◆ Document excerpt

--------

Personal information
- Full name: Jaryd Cachia
- Born: 8 May 1991 (age 35)
- Original team: Northern Knights
- Draft: No. 15, 2010 AFL rookie draft No. 9, 2013 AFL rookie draft
- Height: 184 cm (6 ft 0 in)
- Weight: 84 kg (185 lb)
- Position: Midfielder

Playing career^{1}
- Years: Club / Games (Goals)
- 2010–2011; 2013–2014: Carlton / 14 (1)
- ^{1} Playing statistics correct to the end of 2013.

= Jaryd Cachia =

Australian rules footballer (born 1991)

Jaryd Cachia (born 8 May 1991) is an Australian rules footballer who played for Carlton in the Australian Football League (AFL).

The grandson of Terry Benton, Cachia played school football for St Kevin's College before joining the Northern Knights. He co-captained the Victorian Metropolitan Under 16s team with Tom Scully in the national competition. He played his first TAC Cup game for the Knights at the age of 16 in 2007, eventually playing 21 games for the Knights over three years.

==AFL career==
Cachia was drafted by the Carlton Football Club with its first round selection in the 2010 AFL rookie draft (No. 15 overall). He spent two seasons playing in the senior team of Carlton's , the Northern Bullants, but did not play an AFL game for Carlton during this time. At the conclusion of the 2011 Australian Football League season, Cachia was delisted by the Carlton Football Club.

After being delisted, Cachia played for Norwood in the South Australian National Football League in 2012; Cachia finished in the top five for the Magarey Medal and was part of Norwood's premiership team. After the season, Carlton re-drafted Cachia to the AFL with its first round selection in the 2013 AFL Rookie Draft (No. 9 overall).

--------

◆ Problem to work on
Can you reproduce the Jaryd Cachia article starting at "Personal information" and ending at "end of 2013.", but switch "Midfielder" to "Defender"?

(Entries drawn from a collection)
--------

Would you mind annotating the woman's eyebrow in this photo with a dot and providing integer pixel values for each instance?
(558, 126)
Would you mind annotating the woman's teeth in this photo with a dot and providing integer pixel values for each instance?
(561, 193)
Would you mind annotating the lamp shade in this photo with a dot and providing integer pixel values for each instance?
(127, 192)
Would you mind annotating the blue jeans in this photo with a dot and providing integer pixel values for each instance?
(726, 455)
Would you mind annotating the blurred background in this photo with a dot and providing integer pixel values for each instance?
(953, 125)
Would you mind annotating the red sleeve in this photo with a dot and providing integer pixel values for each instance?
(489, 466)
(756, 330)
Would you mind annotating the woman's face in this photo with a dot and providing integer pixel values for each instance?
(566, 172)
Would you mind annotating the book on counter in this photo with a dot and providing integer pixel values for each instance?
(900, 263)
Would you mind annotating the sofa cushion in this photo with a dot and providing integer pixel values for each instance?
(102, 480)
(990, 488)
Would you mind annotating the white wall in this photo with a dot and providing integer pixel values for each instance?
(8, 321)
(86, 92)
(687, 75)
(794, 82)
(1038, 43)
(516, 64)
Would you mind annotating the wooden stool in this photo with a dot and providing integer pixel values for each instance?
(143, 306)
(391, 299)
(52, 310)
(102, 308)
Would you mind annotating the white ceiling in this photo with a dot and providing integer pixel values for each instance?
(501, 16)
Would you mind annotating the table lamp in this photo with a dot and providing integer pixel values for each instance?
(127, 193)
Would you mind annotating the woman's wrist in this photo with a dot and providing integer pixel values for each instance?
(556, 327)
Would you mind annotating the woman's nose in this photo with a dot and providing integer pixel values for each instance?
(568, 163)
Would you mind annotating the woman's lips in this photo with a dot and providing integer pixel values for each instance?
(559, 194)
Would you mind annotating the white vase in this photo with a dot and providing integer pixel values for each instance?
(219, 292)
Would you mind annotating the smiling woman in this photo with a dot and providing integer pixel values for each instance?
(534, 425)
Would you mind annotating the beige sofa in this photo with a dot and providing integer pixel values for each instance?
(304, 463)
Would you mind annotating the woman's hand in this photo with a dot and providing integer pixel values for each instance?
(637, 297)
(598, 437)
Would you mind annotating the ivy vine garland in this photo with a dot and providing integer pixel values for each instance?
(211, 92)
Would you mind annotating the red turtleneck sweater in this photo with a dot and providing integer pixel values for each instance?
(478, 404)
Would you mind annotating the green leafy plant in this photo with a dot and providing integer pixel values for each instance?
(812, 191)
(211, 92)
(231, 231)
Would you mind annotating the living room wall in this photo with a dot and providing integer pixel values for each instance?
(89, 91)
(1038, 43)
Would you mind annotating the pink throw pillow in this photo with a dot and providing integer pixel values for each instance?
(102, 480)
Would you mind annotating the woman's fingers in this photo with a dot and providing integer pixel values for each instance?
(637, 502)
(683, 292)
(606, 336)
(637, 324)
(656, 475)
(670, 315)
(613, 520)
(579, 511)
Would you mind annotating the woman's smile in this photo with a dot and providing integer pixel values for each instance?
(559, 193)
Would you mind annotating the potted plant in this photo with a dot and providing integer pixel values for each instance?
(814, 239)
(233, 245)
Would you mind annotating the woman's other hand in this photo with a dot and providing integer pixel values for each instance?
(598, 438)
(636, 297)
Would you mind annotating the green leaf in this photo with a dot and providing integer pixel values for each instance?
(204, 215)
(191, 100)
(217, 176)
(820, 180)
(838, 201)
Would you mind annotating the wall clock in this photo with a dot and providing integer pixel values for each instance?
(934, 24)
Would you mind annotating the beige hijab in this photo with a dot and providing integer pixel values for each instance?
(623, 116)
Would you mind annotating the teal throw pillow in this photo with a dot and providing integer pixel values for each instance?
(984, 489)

--------

◆ Response to this exercise
Personal information
- Full name: Jaryd Cachia
- Born: 8 May 1991 (age 35)
- Original team: Northern Knights
- Draft: No. 15, 2010 AFL rookie draft No. 9, 2013 AFL rookie draft
- Height: 184 cm (6 ft 0 in)
- Weight: 84 kg (185 lb)
- Position: Defender

Playing career^{1}
- Years: Club / Games (Goals)
- 2010–2011; 2013–2014: Carlton / 14 (1)
- ^{1} Playing statistics correct to the end of 2013.